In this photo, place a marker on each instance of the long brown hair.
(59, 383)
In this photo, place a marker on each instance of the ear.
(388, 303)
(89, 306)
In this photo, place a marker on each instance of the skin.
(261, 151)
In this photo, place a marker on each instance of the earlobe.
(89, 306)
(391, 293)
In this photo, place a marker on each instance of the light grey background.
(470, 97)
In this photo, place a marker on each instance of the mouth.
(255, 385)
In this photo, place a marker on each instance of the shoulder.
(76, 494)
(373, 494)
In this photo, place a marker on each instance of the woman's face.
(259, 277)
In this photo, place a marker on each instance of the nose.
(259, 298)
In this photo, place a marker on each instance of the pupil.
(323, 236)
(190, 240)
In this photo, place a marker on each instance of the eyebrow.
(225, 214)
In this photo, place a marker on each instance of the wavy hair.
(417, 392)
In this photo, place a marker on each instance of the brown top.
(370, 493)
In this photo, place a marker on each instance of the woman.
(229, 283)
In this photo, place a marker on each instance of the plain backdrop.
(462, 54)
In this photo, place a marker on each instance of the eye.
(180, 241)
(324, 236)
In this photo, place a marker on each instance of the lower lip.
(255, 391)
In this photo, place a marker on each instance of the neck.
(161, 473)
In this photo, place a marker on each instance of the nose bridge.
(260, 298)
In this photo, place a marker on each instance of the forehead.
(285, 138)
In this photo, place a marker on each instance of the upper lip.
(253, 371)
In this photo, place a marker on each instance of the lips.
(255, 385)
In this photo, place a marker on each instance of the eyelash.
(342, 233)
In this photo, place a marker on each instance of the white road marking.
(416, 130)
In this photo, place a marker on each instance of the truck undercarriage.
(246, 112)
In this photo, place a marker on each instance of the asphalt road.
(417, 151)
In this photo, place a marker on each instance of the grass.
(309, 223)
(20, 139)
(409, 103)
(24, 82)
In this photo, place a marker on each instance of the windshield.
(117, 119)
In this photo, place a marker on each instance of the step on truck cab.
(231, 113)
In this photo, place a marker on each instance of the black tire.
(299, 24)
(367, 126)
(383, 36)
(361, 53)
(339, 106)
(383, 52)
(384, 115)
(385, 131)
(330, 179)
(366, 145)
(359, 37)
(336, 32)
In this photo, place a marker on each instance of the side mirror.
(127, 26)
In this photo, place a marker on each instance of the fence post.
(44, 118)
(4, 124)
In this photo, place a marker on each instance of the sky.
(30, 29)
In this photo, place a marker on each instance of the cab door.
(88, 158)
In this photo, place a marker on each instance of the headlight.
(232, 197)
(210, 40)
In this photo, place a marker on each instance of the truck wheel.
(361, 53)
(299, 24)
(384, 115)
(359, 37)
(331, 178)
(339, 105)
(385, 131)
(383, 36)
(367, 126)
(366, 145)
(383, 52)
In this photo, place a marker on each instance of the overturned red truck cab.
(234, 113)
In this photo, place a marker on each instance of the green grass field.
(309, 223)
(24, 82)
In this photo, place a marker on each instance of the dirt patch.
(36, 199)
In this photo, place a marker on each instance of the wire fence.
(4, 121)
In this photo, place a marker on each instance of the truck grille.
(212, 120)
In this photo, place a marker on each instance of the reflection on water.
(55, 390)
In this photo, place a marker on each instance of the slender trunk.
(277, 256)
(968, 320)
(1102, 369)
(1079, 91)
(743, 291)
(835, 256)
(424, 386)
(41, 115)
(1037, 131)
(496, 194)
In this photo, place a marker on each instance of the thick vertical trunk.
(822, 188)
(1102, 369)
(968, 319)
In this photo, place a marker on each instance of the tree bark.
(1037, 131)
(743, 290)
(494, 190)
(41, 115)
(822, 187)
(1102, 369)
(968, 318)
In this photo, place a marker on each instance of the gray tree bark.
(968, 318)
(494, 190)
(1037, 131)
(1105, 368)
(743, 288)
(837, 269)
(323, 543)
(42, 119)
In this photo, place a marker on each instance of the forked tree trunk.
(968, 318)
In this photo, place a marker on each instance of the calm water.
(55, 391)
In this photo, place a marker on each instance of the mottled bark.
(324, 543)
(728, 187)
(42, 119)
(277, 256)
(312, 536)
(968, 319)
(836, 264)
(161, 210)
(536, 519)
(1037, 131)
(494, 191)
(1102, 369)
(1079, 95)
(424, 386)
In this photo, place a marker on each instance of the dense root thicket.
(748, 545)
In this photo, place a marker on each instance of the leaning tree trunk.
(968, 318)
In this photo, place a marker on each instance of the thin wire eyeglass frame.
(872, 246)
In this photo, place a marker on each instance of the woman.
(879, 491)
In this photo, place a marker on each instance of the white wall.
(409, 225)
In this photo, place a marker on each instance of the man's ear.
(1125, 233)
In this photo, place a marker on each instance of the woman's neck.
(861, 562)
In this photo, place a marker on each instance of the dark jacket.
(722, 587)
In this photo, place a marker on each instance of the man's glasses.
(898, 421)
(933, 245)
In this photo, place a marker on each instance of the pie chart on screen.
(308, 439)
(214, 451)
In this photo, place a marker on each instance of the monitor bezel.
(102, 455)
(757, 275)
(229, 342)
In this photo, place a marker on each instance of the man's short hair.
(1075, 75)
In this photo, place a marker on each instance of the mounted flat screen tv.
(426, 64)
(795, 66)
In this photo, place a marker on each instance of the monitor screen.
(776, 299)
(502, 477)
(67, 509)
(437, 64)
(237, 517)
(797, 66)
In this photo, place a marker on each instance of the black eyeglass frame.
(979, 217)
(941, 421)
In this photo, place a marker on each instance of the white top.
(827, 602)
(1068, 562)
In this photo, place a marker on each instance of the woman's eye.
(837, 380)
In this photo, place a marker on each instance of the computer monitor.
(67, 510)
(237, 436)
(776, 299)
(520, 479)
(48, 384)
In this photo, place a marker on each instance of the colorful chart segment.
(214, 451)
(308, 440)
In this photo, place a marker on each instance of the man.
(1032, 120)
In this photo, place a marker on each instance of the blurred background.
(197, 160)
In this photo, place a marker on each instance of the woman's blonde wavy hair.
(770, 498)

(YOUR OBJECTIVE): Rewrite every line from the one with "black eyeglass frame." through the last line, raising each coordinate by 143 and leaving everything else unchanged.

(PROBLEM SOLUTION):
In this photo, place a marker on each instance of the black eyeglass frame.
(1122, 360)
(1084, 564)
In this photo, place a marker on each instance of the white top.
(970, 745)
(1211, 705)
In this photo, place a marker on each instance of the woman's eye.
(980, 523)
In this photo, place a marker on each instance of the computer monitor.
(210, 653)
(380, 579)
(919, 442)
(663, 622)
(191, 527)
In this photo, place a marker on each instance of the colorful chart segment.
(357, 594)
(451, 583)
In this photo, place a marker on each instance of the man.
(1175, 263)
In this photo, place a marker on each instance of the blurred background.
(340, 303)
In this photo, place a marker on each instance of the woman's blonde wavy hair.
(913, 641)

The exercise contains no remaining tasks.